● **What the task asks**:
Among the entries below, find each line holding "dark" and return it.

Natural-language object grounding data

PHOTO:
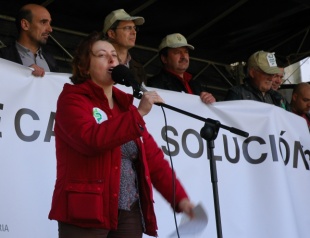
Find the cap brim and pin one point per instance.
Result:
(137, 20)
(181, 45)
(271, 70)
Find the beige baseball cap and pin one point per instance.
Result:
(266, 61)
(120, 15)
(175, 40)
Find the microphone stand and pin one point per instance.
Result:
(208, 132)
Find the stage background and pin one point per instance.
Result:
(266, 197)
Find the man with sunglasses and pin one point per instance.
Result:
(262, 69)
(33, 24)
(121, 30)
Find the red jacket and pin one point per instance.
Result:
(89, 158)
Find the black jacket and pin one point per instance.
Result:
(247, 92)
(10, 53)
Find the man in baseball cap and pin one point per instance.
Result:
(262, 69)
(121, 30)
(265, 61)
(174, 55)
(120, 15)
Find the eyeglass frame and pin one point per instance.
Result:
(127, 28)
(266, 74)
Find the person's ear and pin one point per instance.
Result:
(163, 59)
(251, 72)
(24, 24)
(111, 34)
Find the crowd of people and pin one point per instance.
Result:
(105, 174)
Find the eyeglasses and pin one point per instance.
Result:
(265, 74)
(128, 28)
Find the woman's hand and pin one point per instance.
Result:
(147, 101)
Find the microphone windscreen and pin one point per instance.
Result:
(122, 75)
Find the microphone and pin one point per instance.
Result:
(122, 75)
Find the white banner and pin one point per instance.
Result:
(262, 179)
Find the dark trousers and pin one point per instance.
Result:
(129, 225)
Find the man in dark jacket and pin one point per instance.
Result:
(174, 55)
(262, 68)
(33, 26)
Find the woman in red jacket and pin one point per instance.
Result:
(107, 162)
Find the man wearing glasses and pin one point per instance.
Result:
(121, 30)
(262, 69)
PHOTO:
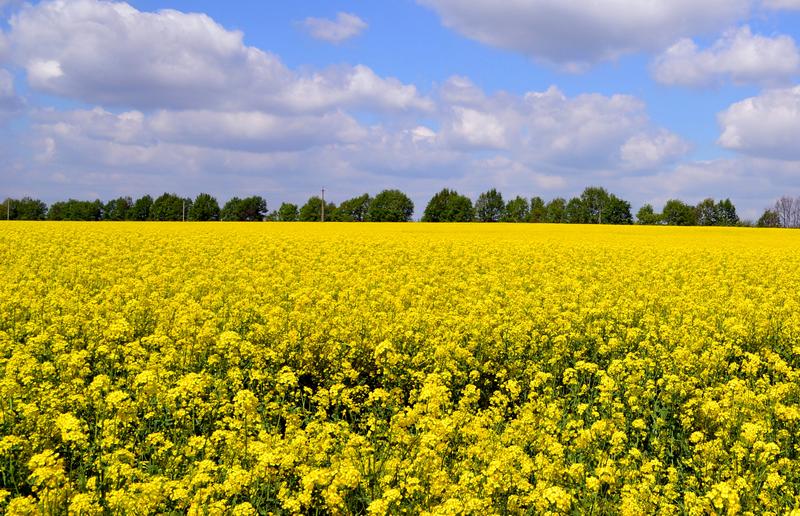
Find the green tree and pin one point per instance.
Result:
(538, 210)
(312, 210)
(287, 212)
(517, 210)
(678, 213)
(617, 211)
(769, 219)
(141, 209)
(73, 209)
(726, 213)
(117, 209)
(575, 212)
(449, 206)
(249, 209)
(352, 210)
(170, 206)
(490, 206)
(556, 211)
(595, 201)
(27, 209)
(706, 213)
(390, 206)
(647, 216)
(204, 208)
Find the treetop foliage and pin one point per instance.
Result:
(595, 205)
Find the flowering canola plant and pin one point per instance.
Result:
(436, 369)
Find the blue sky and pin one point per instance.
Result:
(655, 100)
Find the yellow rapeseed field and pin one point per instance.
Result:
(359, 368)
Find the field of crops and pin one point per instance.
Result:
(353, 368)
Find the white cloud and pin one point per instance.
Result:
(109, 53)
(548, 128)
(782, 4)
(477, 129)
(574, 33)
(344, 27)
(765, 126)
(739, 55)
(10, 103)
(644, 151)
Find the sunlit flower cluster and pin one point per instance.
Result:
(435, 369)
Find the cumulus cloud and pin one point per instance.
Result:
(344, 27)
(110, 53)
(575, 33)
(10, 103)
(782, 4)
(764, 126)
(547, 127)
(739, 55)
(644, 151)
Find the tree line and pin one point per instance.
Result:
(595, 205)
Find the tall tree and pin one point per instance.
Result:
(517, 210)
(352, 210)
(249, 209)
(204, 208)
(556, 211)
(726, 213)
(490, 206)
(27, 209)
(575, 212)
(170, 206)
(786, 208)
(647, 216)
(706, 213)
(73, 209)
(117, 209)
(287, 212)
(769, 219)
(390, 206)
(617, 211)
(678, 213)
(449, 206)
(141, 208)
(312, 210)
(538, 211)
(595, 202)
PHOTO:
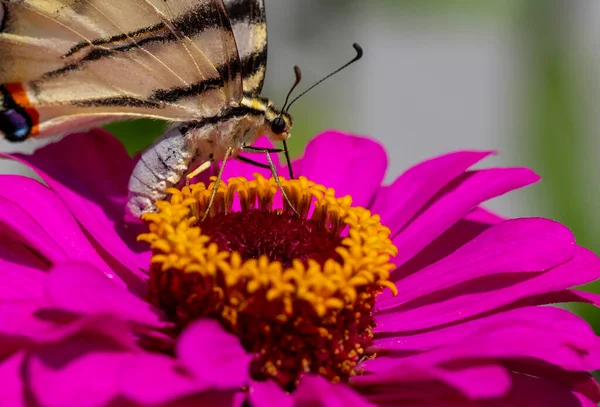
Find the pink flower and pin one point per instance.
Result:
(468, 326)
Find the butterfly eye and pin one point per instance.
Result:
(278, 125)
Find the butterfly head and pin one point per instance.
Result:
(278, 124)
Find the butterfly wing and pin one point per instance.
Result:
(249, 23)
(69, 64)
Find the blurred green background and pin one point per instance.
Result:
(440, 75)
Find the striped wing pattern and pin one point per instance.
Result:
(77, 63)
(249, 23)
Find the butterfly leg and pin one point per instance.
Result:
(217, 182)
(252, 162)
(201, 168)
(266, 151)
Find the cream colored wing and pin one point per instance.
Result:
(68, 64)
(249, 23)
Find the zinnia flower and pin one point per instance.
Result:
(409, 294)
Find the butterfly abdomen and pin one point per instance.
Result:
(18, 118)
(159, 168)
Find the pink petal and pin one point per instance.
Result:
(576, 351)
(267, 394)
(315, 391)
(545, 318)
(456, 201)
(92, 180)
(12, 390)
(463, 231)
(399, 202)
(485, 297)
(530, 391)
(150, 379)
(22, 274)
(60, 236)
(476, 382)
(82, 289)
(214, 356)
(514, 246)
(525, 391)
(83, 371)
(18, 225)
(351, 165)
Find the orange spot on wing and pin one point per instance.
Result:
(19, 95)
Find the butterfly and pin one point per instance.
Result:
(69, 65)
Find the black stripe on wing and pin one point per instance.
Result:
(249, 22)
(193, 22)
(158, 98)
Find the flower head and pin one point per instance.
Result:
(407, 294)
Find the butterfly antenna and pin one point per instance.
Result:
(287, 159)
(359, 55)
(298, 73)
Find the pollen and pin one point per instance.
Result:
(298, 291)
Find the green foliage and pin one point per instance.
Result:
(136, 135)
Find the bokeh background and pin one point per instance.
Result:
(518, 76)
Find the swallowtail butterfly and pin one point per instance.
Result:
(68, 65)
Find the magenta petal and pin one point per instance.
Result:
(12, 390)
(83, 371)
(529, 391)
(22, 275)
(60, 230)
(214, 356)
(92, 181)
(82, 289)
(577, 350)
(268, 394)
(455, 202)
(514, 246)
(315, 391)
(476, 382)
(351, 165)
(476, 300)
(546, 318)
(152, 379)
(399, 202)
(472, 225)
(17, 224)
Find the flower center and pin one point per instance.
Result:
(281, 236)
(299, 292)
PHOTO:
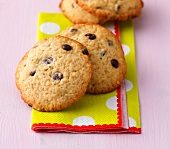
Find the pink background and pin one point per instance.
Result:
(18, 30)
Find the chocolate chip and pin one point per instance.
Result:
(48, 60)
(66, 47)
(57, 76)
(85, 51)
(115, 63)
(91, 36)
(73, 30)
(117, 7)
(32, 73)
(110, 43)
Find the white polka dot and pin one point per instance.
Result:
(132, 122)
(84, 120)
(129, 85)
(110, 25)
(111, 103)
(50, 28)
(126, 49)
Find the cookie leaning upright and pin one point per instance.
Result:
(106, 56)
(77, 15)
(114, 9)
(53, 74)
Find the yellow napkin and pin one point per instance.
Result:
(104, 113)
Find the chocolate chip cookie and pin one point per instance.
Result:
(114, 9)
(77, 15)
(54, 74)
(106, 56)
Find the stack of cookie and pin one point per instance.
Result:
(100, 11)
(58, 71)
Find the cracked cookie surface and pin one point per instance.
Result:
(106, 56)
(53, 74)
(77, 15)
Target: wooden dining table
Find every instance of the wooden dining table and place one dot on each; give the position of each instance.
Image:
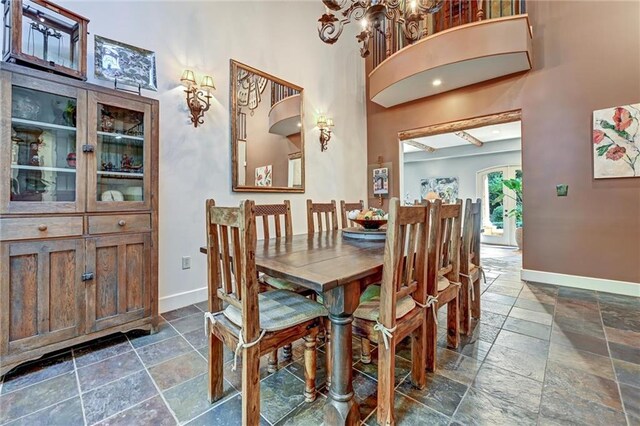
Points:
(338, 268)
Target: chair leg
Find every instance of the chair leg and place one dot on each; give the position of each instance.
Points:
(386, 383)
(365, 356)
(327, 350)
(419, 356)
(453, 322)
(216, 356)
(272, 365)
(310, 358)
(251, 386)
(286, 352)
(475, 304)
(431, 340)
(465, 308)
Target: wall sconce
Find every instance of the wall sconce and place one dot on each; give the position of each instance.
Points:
(198, 99)
(324, 124)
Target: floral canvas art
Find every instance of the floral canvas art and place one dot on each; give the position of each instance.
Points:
(264, 176)
(616, 142)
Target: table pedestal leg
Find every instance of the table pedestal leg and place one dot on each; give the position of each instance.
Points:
(341, 407)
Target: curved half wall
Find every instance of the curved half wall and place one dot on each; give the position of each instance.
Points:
(457, 57)
(284, 117)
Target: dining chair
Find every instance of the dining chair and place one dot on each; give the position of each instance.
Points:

● **Solution below**:
Find the dark trousers and pin one point per instance.
Find the man in dark jacket and pin one point per instance.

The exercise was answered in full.